## Fragmento:
- - - -

“Las voces del pueblo en tiempos de Jesús”
En la Judea del siglo I, comer no era placer: era resistencia.
El pan, hecho de cebada rústica, era más duro que la vida. En los platos pobres se repetían las lentejas, el agua tibia y la fruta seca como esperanza marchita. Mientras tanto, en las mesas de los señores, los vinos se servían sin culpa y las carnes cantaban en las brasas. Dos mesas separadas por un abismo. Dos mundos que solo se encontraban en los impuestos o en el llanto.
La educación no era un derecho: era una herencia.
El saber se encerraba en las casas de los ricos, donde los niños aprendían a dominar en griego y a mandar en latín. Los otros —los muchos— apenas reconocían una letra, si la vida o un rabino generoso les daba ese milagro. El conocimiento no se compartía: se blindaba.
Las enfermedades venían sin preguntar.
Pero la cura, esa sí, tenía precio. La lepra, la fiebre, la disentería: plagas democráticas en su llegada, clasistas en su tratamiento. Los pobres rezaban. Los ricos pagaban. Jesús, carpintero y sanador, no vendía promesas: las ofrecía con manos sucias y palabras limpias.
En esa tierra antigua, llena de historia y heridas, medio millón de almas respiraban bajo el peso de Roma.
Jerusalén, ciudad de piedras sagradas y sueños rotos, ardía en tensiones. La esperanza del pueblo tenía nombre: Mesías. Pero el Imperio tenía legiones.
Los romanos multiplicaban dioses como monumentos.
Júpiter, Marte, Venus… y el Emperador, que exigía incienso como si fuera eterno. La religión, en sus templos de mármol, era otra forma de gobierno. Quien no adoraba, traicionaba. Quien dudaba, pagaba.
Los judíos eran tercos, antiguos, únicos.
Solo creían en uno. Pero entre ellos también se dividían: los fariseos enseñaban, los saduceos negociaban, los esenios huían, los zelotes peleaban. Todos rezaban por lo mismo; todos desconfiaban del otro.
El trabajo no ennoblecía: agotaba.
Los pobres construían, pescaban, tejían, sembraban. Sus manos sostenían el mundo que otros disfrutaban. Jesús, hecho también de madera y sudor, hablaba su idioma: el de los que tienen astillas bajo las uñas y fe donde duele.
Sí, había médicos.
Sabían de hierbas, de estrellas, de cuchillos filosos. Pero curaban a los que podían pagar, no a los que más lo necesitaban. Por los caminos, profetas y sanadores ofrecían algo más barato: esperanza. Algunos eran estafadores. Otros, como aquel Nazareno, simplemente hacían que los ciegos vieran y los cojos anduvieran. Sin cobro, sin receta. Sin permiso.
Para los ricos, el futuro era un plan. Para los pobres, una oración.

- - - -

## Información proporcionada:
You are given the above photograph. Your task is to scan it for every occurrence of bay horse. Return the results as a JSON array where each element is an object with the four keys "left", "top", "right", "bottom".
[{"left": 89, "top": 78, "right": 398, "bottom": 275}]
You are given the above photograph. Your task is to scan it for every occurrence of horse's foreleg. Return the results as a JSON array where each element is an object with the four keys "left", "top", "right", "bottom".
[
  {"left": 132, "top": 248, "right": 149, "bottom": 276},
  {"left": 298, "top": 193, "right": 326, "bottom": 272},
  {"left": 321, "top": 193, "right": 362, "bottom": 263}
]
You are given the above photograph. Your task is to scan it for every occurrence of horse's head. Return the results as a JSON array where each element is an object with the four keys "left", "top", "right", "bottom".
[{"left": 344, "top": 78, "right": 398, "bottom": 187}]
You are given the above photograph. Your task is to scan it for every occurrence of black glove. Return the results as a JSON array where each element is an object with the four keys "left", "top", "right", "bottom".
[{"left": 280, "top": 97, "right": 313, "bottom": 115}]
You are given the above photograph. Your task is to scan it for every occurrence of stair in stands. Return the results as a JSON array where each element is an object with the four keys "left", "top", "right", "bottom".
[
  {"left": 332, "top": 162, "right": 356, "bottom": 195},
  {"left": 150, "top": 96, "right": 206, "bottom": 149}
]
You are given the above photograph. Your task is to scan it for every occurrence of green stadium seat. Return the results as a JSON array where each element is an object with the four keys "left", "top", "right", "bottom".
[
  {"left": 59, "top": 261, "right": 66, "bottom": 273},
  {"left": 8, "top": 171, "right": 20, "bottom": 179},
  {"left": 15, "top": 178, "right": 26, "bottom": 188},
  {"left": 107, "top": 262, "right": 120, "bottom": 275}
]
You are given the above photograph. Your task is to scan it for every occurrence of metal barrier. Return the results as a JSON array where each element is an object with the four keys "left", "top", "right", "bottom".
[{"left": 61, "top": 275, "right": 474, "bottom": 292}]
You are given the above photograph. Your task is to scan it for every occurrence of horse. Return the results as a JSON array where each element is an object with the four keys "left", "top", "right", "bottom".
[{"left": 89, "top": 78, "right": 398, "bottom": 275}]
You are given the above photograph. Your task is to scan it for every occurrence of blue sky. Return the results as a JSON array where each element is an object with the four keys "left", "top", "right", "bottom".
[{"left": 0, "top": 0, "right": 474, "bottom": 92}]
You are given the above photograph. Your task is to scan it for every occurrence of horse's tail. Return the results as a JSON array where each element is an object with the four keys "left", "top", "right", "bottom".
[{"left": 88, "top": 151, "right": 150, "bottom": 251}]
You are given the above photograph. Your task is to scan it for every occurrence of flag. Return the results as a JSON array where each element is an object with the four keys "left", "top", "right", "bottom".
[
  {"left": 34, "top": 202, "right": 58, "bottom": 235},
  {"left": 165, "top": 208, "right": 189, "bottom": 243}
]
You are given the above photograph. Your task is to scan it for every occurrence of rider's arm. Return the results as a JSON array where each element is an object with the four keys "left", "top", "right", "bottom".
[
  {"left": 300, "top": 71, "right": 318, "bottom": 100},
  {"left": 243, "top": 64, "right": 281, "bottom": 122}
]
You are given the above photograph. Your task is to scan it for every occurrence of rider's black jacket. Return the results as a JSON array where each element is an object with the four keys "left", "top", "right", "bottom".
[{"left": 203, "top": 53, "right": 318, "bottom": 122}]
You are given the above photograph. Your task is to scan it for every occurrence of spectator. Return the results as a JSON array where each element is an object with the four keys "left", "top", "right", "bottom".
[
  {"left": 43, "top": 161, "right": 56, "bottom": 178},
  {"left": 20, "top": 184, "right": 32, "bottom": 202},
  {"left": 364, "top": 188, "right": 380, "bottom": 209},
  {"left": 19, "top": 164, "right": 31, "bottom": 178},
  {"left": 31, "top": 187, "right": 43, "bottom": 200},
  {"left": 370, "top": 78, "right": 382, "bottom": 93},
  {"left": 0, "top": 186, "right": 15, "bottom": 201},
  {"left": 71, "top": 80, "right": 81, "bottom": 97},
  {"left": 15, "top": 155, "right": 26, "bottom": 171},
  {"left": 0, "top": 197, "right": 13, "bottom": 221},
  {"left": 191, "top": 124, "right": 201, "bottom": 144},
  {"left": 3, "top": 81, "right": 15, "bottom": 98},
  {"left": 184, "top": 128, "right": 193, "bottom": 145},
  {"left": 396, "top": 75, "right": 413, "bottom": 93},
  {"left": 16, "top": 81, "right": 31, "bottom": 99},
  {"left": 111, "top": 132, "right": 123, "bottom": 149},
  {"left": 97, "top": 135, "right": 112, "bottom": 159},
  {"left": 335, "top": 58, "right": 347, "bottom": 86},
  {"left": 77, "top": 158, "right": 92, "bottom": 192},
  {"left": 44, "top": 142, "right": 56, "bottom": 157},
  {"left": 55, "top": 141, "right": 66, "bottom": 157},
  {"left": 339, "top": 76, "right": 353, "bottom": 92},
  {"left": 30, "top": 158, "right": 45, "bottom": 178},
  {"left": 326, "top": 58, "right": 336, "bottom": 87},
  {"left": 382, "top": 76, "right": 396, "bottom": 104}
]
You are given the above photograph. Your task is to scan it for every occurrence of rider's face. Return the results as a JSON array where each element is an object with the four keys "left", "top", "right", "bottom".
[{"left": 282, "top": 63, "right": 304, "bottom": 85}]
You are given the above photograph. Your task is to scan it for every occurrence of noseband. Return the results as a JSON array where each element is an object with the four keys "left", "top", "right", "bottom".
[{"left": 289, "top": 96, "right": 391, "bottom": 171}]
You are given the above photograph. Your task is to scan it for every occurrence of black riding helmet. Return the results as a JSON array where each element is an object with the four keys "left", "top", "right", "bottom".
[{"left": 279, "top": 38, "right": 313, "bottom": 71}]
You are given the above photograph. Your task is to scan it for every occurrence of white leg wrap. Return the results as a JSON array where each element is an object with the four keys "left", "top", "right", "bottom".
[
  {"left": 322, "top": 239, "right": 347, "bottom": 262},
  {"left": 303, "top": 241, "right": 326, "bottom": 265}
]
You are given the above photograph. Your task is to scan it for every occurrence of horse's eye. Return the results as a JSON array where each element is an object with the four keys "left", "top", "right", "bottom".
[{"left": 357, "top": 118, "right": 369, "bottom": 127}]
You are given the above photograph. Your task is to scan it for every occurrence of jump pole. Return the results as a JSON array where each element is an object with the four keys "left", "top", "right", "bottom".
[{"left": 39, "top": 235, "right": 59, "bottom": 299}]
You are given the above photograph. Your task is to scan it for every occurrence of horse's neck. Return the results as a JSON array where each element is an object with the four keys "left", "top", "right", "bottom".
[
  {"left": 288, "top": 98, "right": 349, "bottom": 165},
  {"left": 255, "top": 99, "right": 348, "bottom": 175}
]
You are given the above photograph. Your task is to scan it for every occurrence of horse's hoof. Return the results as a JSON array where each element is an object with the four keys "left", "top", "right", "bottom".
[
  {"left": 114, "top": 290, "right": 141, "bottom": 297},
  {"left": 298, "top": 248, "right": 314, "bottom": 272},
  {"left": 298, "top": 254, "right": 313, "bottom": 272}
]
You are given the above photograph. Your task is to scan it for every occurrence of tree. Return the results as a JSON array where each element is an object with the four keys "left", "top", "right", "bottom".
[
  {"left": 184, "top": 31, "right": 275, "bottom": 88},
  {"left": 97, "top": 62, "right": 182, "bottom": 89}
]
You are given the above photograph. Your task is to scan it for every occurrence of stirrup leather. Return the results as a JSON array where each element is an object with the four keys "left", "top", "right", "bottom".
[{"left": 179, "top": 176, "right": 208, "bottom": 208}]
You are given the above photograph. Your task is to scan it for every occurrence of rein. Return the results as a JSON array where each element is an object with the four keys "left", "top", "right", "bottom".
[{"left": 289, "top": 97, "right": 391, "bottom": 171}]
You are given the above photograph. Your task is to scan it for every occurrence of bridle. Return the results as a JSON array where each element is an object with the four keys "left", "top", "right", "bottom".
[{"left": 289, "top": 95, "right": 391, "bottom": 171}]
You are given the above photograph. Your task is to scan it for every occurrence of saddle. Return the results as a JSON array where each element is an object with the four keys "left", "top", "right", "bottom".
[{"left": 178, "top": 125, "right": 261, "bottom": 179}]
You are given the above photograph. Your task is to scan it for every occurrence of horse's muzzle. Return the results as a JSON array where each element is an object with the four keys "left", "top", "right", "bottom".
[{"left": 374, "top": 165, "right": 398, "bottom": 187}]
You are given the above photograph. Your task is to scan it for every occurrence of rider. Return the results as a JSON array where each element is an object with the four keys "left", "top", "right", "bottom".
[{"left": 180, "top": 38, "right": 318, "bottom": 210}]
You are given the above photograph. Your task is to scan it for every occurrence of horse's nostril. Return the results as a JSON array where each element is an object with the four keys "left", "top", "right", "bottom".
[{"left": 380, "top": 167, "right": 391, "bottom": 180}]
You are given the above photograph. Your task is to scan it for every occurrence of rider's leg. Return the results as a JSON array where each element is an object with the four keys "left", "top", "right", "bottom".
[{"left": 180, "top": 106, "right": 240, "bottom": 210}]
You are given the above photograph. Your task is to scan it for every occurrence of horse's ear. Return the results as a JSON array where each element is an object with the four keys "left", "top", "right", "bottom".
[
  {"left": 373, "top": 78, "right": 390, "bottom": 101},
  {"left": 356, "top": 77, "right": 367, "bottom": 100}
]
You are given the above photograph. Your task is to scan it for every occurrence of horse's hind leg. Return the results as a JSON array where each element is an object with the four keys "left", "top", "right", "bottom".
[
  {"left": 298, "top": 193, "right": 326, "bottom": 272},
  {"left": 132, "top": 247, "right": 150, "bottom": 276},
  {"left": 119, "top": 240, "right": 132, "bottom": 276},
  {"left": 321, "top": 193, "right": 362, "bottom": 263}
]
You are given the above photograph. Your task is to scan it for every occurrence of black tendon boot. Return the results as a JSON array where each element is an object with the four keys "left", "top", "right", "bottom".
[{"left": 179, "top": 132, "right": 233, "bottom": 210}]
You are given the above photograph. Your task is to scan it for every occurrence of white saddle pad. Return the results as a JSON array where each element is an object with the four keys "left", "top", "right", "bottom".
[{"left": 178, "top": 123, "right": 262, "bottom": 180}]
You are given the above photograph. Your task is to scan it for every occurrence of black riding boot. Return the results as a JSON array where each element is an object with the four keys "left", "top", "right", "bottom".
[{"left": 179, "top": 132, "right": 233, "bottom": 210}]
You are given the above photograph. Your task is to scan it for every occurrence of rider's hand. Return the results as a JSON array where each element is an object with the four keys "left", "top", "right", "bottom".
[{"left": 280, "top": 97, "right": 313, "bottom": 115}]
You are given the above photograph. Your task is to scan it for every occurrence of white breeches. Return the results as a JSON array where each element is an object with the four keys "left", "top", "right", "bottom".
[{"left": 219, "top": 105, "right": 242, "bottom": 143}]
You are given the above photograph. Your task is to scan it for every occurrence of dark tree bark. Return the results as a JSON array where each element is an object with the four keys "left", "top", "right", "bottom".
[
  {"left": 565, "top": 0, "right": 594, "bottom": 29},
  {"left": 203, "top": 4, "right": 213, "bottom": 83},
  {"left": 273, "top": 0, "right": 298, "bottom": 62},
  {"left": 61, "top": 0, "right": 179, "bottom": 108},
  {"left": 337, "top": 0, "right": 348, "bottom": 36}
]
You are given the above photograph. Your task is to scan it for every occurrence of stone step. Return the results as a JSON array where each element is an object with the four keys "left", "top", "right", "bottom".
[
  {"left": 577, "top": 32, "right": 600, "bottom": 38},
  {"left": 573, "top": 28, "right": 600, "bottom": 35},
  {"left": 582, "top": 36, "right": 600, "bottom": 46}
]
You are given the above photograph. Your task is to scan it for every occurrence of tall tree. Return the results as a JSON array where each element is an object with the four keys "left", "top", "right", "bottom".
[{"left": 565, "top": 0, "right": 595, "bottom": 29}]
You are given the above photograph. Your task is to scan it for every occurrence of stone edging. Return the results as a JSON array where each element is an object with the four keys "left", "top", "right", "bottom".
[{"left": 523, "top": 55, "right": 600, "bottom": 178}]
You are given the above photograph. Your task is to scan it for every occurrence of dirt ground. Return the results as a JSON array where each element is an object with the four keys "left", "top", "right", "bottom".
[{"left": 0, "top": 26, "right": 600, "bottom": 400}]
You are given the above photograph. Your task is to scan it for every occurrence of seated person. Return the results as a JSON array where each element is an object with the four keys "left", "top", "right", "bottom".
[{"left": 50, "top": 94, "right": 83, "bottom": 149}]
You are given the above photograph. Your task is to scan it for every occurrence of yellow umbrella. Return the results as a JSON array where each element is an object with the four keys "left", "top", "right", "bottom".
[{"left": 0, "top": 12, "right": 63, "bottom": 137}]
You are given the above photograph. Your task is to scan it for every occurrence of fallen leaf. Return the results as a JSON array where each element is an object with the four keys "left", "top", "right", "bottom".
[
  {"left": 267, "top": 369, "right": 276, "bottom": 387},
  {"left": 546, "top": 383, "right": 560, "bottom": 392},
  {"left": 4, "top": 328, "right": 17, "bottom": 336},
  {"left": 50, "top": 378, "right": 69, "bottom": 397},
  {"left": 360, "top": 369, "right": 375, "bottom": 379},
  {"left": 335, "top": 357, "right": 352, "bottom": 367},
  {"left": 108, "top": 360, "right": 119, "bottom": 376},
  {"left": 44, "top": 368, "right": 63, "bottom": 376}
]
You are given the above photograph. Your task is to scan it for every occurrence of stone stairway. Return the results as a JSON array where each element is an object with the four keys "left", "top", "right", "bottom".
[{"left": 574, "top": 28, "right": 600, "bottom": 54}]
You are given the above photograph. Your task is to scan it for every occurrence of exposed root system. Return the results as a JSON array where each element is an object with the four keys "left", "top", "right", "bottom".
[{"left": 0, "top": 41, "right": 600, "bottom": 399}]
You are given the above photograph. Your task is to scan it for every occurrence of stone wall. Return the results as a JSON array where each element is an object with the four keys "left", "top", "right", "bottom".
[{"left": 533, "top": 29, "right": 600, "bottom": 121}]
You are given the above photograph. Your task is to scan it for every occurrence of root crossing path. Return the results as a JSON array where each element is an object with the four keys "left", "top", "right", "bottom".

- - - -

## Tareas por realizar:
(A) Responde estas preguntas sobre el texto de la Judea del siglo I:
(i) ¿De qué se hacía el pan de los pobres?
(ii) ¿Cuántas almas respiraban bajo el peso de Roma?
(iii) ¿Qué hacían los zelotes?
(B) Extrae del texto de la Judea del siglo I el pasaje que va de "Pero la cura, esa" a "Imperio tenía legiones.", ambos incluidos.
(C) Continúa, por favor, el texto de la Judea del siglo I después de su última frase.

## Respuestas por tarea:
(A)
(i) De cebada rústica.
(ii) Medio millón.
(iii) Peleaban.

(B)
Pero la cura, esa sí, tenía precio. La lepra, la fiebre, la disentería: plagas democráticas en su llegada, clasistas en su tratamiento. Los pobres rezaban. Los ricos pagaban. Jesús, carpintero y sanador, no vendía promesas: las ofrecía con manos sucias y palabras limpias.
En esa tierra antigua, llena de historia y heridas, medio millón de almas respiraban bajo el peso de Roma.
Jerusalén, ciudad de piedras sagradas y sueños rotos, ardía en tensiones. La esperanza del pueblo tenía nombre: Mesías. Pero el Imperio tenía legiones.

(C)
Ellos vivían del próximo sol, del próximo grano, del próximo milagro. Pero todos, pobres y poderosos, levantaban la vista al cielo. No por fe: por necesidad.
El Imperio cobraba. Herodes cobraba. El Templo también.
Los únicos que no cobraban eran los que lo daban todo. La cruz no era solo una ejecución: era una estructura invisible que aplastaba al que nacía en el lugar equivocado. Decir que los últimos serían los primeros era más que una parábola. Era una amenaza.
Epílogo con ojos abiertos
Hoy todo cambió mucho. ¿O tal vez no tanto? La buena medicina sigue siendo para los que más tienen. Los analfabetos siguen ahí. La búsqueda de Dios continúa. Los impuestos, como en tiempos de los romanos, siguen el camino de la injusticia: el pueblo paga, los que mandan roban. Algo creció —y a veces tambalea—: la Fe.
Recordar no es nostalgia: es insurrección.
En los caminos de aquella Judea, donde la desigualdad no se discutía porque se daba por sentada, alguien sembró palabras nuevas. Palabras que aún hoy caminan entre nosotros: justicia, compasión, pan compartido.
Esa tierra antigua, tan lejana y tan nuestra, fue espejo de un mundo dividido entre los que tienen y los que esperan. Pero también fue promesa. Porque hubo voces que se alzaron. Y todavía resuenan.
¿De dónde sale todo esto? No invento: leo. Porque leer también es rebelarse.
Tres libros me acompañaron en este viaje:
- Jesús: Aproximación histórica, de José Antonio Pagola —para entender al hombre detrás del mito.
- Una historia del pueblo judío, de Paul Johnson —para seguir los pasos del pueblo que caminó siglos enteros con la esperanza al hombro.
- La vida en tiempos de Jesús, de Miriam Feinberg Vamosh —que pinta con palabras la rutina de los que nunca salen en los retratos oficiales.
A los que quieran mirar más allá de las páginas sagradas, les digo: ahí hay verdad. Una que arde. Una que sana.